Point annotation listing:
<<<<
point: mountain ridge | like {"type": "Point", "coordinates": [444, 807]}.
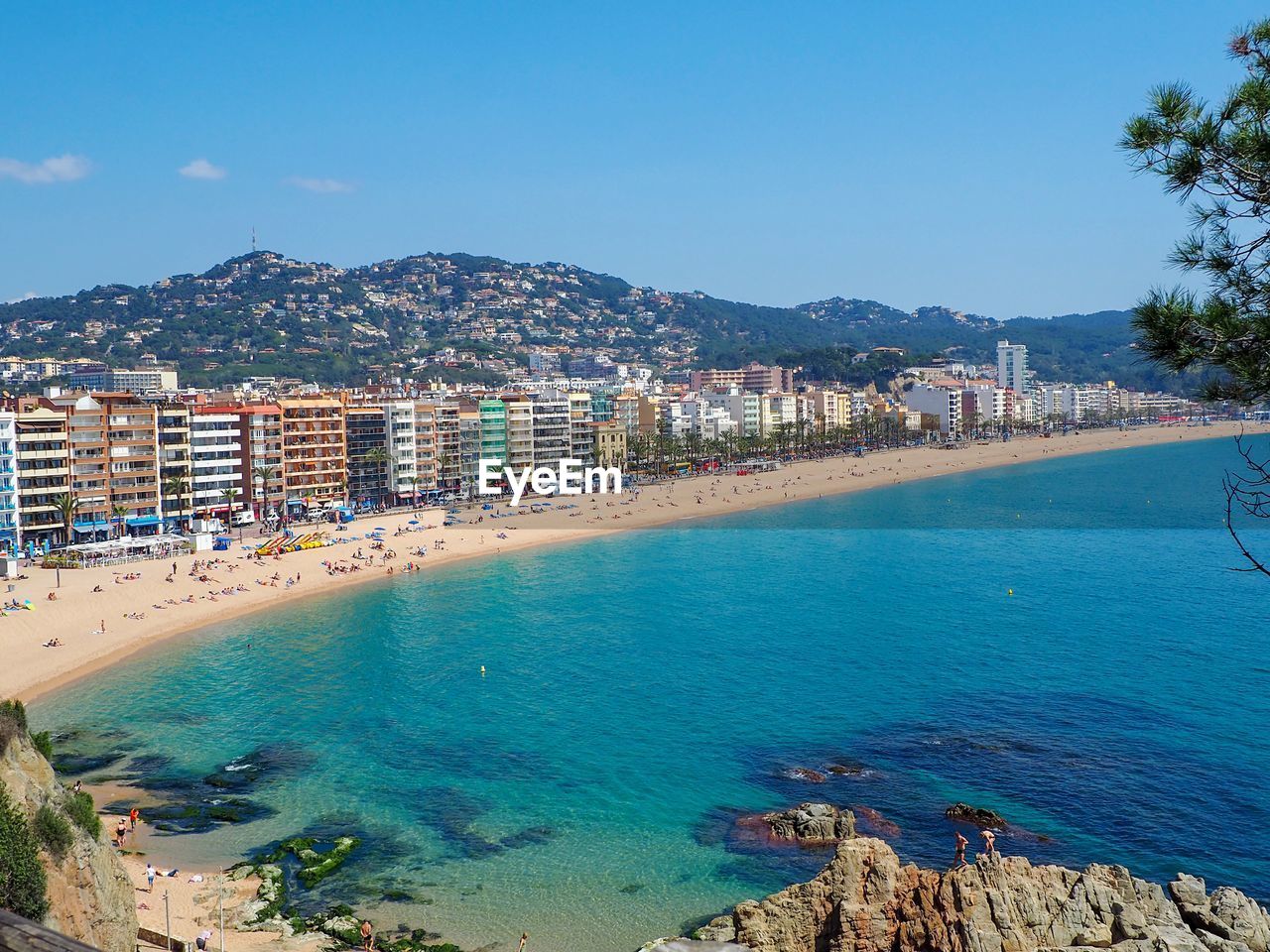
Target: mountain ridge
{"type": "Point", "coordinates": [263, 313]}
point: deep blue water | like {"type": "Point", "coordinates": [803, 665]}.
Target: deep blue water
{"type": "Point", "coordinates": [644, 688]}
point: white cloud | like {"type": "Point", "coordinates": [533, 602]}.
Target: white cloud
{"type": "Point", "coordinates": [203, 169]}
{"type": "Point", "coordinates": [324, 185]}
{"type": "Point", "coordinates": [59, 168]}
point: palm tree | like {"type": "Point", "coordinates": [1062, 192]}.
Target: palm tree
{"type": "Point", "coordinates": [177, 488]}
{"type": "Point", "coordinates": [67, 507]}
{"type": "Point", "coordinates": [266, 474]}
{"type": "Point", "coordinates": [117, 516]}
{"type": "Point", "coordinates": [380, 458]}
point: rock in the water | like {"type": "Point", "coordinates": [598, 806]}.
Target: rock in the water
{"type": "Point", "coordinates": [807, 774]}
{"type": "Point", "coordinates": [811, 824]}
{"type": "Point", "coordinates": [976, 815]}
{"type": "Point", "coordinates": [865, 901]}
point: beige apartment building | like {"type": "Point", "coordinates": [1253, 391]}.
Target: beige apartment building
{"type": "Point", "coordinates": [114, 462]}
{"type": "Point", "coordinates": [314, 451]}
>>>>
YOUR INSTRUCTIONS: Update the part of the listing that runs from the line containing "point: beige apartment" through the end of the listing by replacing "beige" with "tan" and leaving everything else unchanged. Give those lines again.

EXERCISE RESPONSE:
point: tan apartment building | like {"type": "Point", "coordinates": [1253, 391]}.
Target: tan apartment building
{"type": "Point", "coordinates": [114, 462]}
{"type": "Point", "coordinates": [314, 451]}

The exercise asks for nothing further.